*Goal:*
Recast the lines below as a Markdown table with two columns, "No." for the row number and "Line" for the line itself, omitting any blank lines.

_____

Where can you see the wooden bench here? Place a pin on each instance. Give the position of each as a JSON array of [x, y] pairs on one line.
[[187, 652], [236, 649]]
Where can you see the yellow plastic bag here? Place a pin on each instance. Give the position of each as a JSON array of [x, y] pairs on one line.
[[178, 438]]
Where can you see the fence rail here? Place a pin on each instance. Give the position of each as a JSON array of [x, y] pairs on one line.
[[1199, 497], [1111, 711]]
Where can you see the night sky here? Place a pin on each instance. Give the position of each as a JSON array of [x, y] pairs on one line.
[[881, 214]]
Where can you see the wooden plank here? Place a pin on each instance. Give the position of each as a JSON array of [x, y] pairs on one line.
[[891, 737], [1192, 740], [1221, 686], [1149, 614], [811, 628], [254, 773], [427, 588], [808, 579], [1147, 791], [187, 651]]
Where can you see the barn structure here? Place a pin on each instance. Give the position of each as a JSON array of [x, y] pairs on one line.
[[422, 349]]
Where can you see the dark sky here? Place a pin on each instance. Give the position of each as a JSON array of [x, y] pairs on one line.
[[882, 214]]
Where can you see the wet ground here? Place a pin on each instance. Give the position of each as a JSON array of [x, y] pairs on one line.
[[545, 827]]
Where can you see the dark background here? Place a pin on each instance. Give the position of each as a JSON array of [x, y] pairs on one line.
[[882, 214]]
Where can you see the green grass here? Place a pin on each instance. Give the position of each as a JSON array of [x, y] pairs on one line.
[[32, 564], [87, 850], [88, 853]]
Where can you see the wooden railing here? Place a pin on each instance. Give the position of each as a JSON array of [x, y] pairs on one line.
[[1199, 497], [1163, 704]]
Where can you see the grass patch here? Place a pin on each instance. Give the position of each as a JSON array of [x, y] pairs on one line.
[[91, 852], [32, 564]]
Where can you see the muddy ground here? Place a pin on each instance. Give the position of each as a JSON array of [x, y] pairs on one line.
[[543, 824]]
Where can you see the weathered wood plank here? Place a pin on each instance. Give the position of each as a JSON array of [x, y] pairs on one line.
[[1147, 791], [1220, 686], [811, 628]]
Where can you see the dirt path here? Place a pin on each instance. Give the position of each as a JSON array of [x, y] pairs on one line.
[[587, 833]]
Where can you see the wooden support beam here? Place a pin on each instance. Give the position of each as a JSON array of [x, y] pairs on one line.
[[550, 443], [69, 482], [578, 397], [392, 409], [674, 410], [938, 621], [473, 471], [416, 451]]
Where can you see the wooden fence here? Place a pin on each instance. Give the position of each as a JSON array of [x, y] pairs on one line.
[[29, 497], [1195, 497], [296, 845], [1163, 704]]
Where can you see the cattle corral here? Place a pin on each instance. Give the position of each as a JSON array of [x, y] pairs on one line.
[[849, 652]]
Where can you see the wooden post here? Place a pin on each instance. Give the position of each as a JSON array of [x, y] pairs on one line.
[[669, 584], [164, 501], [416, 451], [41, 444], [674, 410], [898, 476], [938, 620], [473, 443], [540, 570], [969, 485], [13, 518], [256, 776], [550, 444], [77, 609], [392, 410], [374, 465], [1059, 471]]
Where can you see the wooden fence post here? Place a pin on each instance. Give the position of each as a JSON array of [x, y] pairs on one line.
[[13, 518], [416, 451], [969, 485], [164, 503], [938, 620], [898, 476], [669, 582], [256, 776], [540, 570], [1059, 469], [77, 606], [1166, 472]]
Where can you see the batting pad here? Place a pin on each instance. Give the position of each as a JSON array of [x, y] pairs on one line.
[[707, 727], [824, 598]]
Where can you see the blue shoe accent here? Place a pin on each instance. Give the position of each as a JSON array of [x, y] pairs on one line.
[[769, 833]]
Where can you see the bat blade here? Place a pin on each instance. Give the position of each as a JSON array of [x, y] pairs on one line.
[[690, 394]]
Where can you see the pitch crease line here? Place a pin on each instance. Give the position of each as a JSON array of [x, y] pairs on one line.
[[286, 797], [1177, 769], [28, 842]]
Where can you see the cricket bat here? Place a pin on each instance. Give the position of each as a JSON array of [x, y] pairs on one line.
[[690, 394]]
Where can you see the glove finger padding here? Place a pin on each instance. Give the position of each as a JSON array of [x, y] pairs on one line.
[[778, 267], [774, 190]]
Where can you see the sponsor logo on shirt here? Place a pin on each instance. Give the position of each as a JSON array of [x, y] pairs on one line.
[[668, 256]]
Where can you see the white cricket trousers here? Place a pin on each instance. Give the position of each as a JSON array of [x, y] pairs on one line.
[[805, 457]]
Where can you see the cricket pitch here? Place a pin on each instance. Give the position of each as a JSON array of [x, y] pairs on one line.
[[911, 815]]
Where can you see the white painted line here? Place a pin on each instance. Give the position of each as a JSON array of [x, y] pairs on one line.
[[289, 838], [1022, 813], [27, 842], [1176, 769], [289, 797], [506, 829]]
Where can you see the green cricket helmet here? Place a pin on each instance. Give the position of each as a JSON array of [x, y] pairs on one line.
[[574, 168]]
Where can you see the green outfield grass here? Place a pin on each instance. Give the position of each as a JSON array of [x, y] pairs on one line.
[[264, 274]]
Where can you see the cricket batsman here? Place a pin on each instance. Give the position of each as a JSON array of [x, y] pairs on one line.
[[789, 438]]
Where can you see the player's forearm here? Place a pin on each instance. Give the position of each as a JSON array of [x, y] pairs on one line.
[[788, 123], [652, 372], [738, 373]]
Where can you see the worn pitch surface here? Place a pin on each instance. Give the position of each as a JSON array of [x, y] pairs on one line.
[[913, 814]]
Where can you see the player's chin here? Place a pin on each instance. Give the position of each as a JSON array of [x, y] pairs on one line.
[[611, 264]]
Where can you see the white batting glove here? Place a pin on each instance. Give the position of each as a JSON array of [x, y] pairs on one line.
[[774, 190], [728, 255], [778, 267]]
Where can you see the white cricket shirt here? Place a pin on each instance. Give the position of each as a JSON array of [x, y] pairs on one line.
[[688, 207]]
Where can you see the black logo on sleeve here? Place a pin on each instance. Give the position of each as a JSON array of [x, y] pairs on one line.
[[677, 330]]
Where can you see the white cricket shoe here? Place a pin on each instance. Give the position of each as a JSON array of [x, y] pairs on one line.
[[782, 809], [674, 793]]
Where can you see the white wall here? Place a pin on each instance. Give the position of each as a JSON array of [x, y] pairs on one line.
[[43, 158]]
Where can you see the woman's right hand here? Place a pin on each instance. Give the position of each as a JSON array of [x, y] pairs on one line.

_____

*Exercise response:*
| No. | Line |
|---|---|
| 1 | Where can you see the wooden bench here? Place a pin on each instance. Give the position of each as a JSON array of [x, y] pairs on one line. |
| 2 | [[187, 652], [236, 649]] |
| 3 | Where can you see the yellow plastic bag here? Place a pin on each instance. Give the position of each as a JSON array of [x, y] pairs on one line. |
| 4 | [[178, 438]] |
| 5 | Where can you see the fence rail here? Place a pin on each instance. Give the position of each as a JSON array of [x, y] pairs on one line. |
| 6 | [[1199, 497], [1111, 711]] |
| 7 | Where can you see the night sky here? Place a pin on each instance. Give the position of each as a JSON array of [x, y] pairs on one line. |
| 8 | [[881, 214]] |
| 9 | Where can you see the wooden plank here? Place a pin on each instance. Give the position of each as a JSON array of [x, y] pairs on one line. |
| 10 | [[891, 737], [1192, 740], [1221, 686], [1149, 614], [811, 628], [254, 773], [427, 588], [808, 579], [1147, 791], [187, 651]] |
| 11 | Where can you see the barn structure here? Place a pin on each instance. Give the position of each as a JSON array of [x, y] pairs on one line. |
| 12 | [[422, 349]] |
| 13 | Where can you see the dark sky here? Place a pin on each instance. Give the position of each as a JSON array of [x, y] pairs on one line. |
| 14 | [[882, 214]] |
| 15 | Where can you see the wet ground here? Place a pin on each instance. Give the position of each as a JSON array of [x, y] pairs on one line. |
| 16 | [[545, 827]] |
| 17 | Where can you see the dark background here? Place a pin on each instance. Give the position of each as a JSON array of [x, y] pairs on one line. |
| 18 | [[882, 214]] |
| 19 | Where can you see the green grass here? Place a pin on each instance. Give the position of each as a JSON array of [x, y] pairs on one line. |
| 20 | [[32, 564], [87, 850], [88, 853]] |
| 21 | Where can you see the wooden railing here? Place a pin on each instance. Give the position of each as a JSON array of [x, y] pairs on one line. |
| 22 | [[1199, 497], [1163, 704]] |
| 23 | Where can you see the grass patch here? Place a pin on each instance. Give the position of each as a JSON array of [x, y] pairs on one line. |
| 24 | [[91, 852], [32, 564]] |
| 25 | Where can you see the muddy ground here? Place a pin on each instance. Give the position of each as a JSON array of [x, y] pairs on one line. |
| 26 | [[543, 824]] |
| 27 | Where can you see the weathered wood plank here? Place a pin on each instance. Give the position of each as a JSON array of [x, y] pairs on one line. |
| 28 | [[1147, 791], [1220, 686], [811, 628]] |
| 29 | Where can you see the dirt path here? Place a pin on each instance. Give the position of each as a JSON array of [x, y] pairs on one line. |
| 30 | [[587, 833]] |
| 31 | Where can you see the wooden support beam here? Place a pin on each instance. Give the position of each as a JSON array of [x, y] pairs on one line. |
| 32 | [[550, 443], [69, 482], [578, 397], [392, 409], [674, 410], [938, 621], [473, 471], [416, 451]] |
| 33 | Where can you see the wooden fence here? Place a pin on each instance. Give the position of each as a JSON array of [x, y] pairs on one line. |
| 34 | [[29, 497], [1195, 497], [296, 845], [1163, 704]] |
| 35 | Where can you see the cattle corral here? Place a pin on each instance. Give the position of each as a JSON array of [x, y] pairs on one line. |
| 36 | [[849, 652]] |
| 37 | Where can you see the wooden post here? Place a pin on each instance. Give the position of each as a JSON array of [x, y] pairs on one line. |
| 38 | [[669, 584], [164, 501], [416, 451], [41, 444], [674, 410], [898, 476], [938, 620], [473, 443], [540, 570], [969, 485], [13, 518], [256, 776], [550, 444], [77, 609], [392, 410], [374, 465], [1059, 471]] |
| 39 | Where can you see the wooden fence post here? Place a pin on each instance. Give the position of each as a JSON array of [x, y] pairs on one line. |
| 40 | [[13, 518], [416, 451], [969, 485], [164, 503], [938, 620], [898, 476], [669, 582], [256, 776], [540, 570], [1059, 469], [77, 606], [1166, 472]] |
| 41 | Where can you see the batting pad here? Place a pin on each instance. Give the position of each as a JSON array of [x, y] pairs on one line. |
| 42 | [[707, 727], [824, 598]] |
| 43 | Where can you see the blue shoe accent here? Place a pin on each instance. Give the position of each as a JSON array of [x, y] pairs on one line. |
| 44 | [[769, 833]] |
| 45 | Where can you see the bat blade here? Place a pin on each instance. Give the position of each as a JSON array of [x, y] pairs on one line. |
| 46 | [[690, 394]] |
| 47 | Where can you see the pitch crease line here? Place a pin on each instance. Give the position of each as a JSON array of [x, y] pairs on one line. |
| 48 | [[286, 797], [1177, 769], [28, 842]] |
| 49 | Where can you see the cricket bat here? Place a pin on each instance. Give the position of each as a JSON array of [x, y] pairs on one line. |
| 50 | [[690, 394]] |
| 51 | Where can you see the glove finger padding here? Place a pin on each instance. Give the position of each as a JSON array of [x, y] pairs on one line. |
| 52 | [[778, 267], [774, 190]] |
| 53 | Where can you see the sponsor logo on shirt here? Place a pin on each instance. Give the position of each as a JSON array of [x, y] pairs on one line. |
| 54 | [[668, 256]] |
| 55 | Where can you see the white cricket trousers here? Place a pin on each instance. Give the position of each as a JSON array of [x, y] pairs on one line. |
| 56 | [[805, 457]] |
| 57 | Where can you see the cricket pitch here? Place a pin on each instance. Give the position of each as a JSON array of [x, y] pairs on one line. |
| 58 | [[911, 815]] |
| 59 | Where can you see the white painted line here? Place a pin on each instance. Give the position of each as a JSON array of [x, y] pairs on one line. |
| 60 | [[289, 838], [1022, 813], [27, 842], [1176, 769], [289, 797], [506, 829]] |
| 61 | Where can you see the green cricket helmet here? Place a pin on each instance. Give the position of each as a JSON array of [x, y] pairs on one line. |
| 62 | [[574, 168]] |
| 63 | Where can you see the green outfield grass here? Place a pin on each instance. Give the position of each as a JSON array of [x, y] pairs on one line. |
| 64 | [[264, 274]] |
| 65 | Where can you see the cricket batsman here? Place a pin on each instance. Give the position of each as a JSON array of [x, y] pairs on one line. |
| 66 | [[789, 438]] |
| 67 | Where can you see the player's forearm here? Place a pin on each instance. Give the position of each as a JSON array of [x, y] pairs on one line. |
| 68 | [[788, 123], [652, 372], [738, 373]] |
| 69 | Where can you see the worn pitch surface here? Place a pin on each instance. Give the position of each as a JSON array of [x, y] pairs on one line. |
| 70 | [[913, 814]] |
| 71 | Where can you see the player's chin here? Place a pin on each instance. Give the position of each as a JSON array of [x, y] pairs on one line. |
| 72 | [[611, 264]] |
| 73 | Where can you see the white batting glove here? Place a pin on each instance. Give the position of each as a JSON array of [x, y] pairs on one line. |
| 74 | [[774, 190], [728, 255], [778, 267]] |
| 75 | Where can you see the white cricket shirt here? Place a pin on each instance. Give the position of each as a JSON array of [x, y] pairs on one line. |
| 76 | [[688, 207]] |
| 77 | Where can you see the black logo on sleeve here? Place a pin on each instance. Give the position of each as a JSON array of [x, y] pairs on one line. |
| 78 | [[677, 330]] |
| 79 | Where can you see the white cricket shoe here? Place a pin on each instance. Give the position of each as a JSON array of [x, y] pairs on one line. |
| 80 | [[782, 809], [674, 793]] |
| 81 | Where can you see the white wall here? Place a pin on each instance. Give the position of each as a JSON array of [x, y] pairs on one line. |
| 82 | [[43, 158]] |
| 83 | Where can you see the woman's right hand here? Place a pin on each instance. Give the position of each as a JSON array of [x, y] pairs on one line. |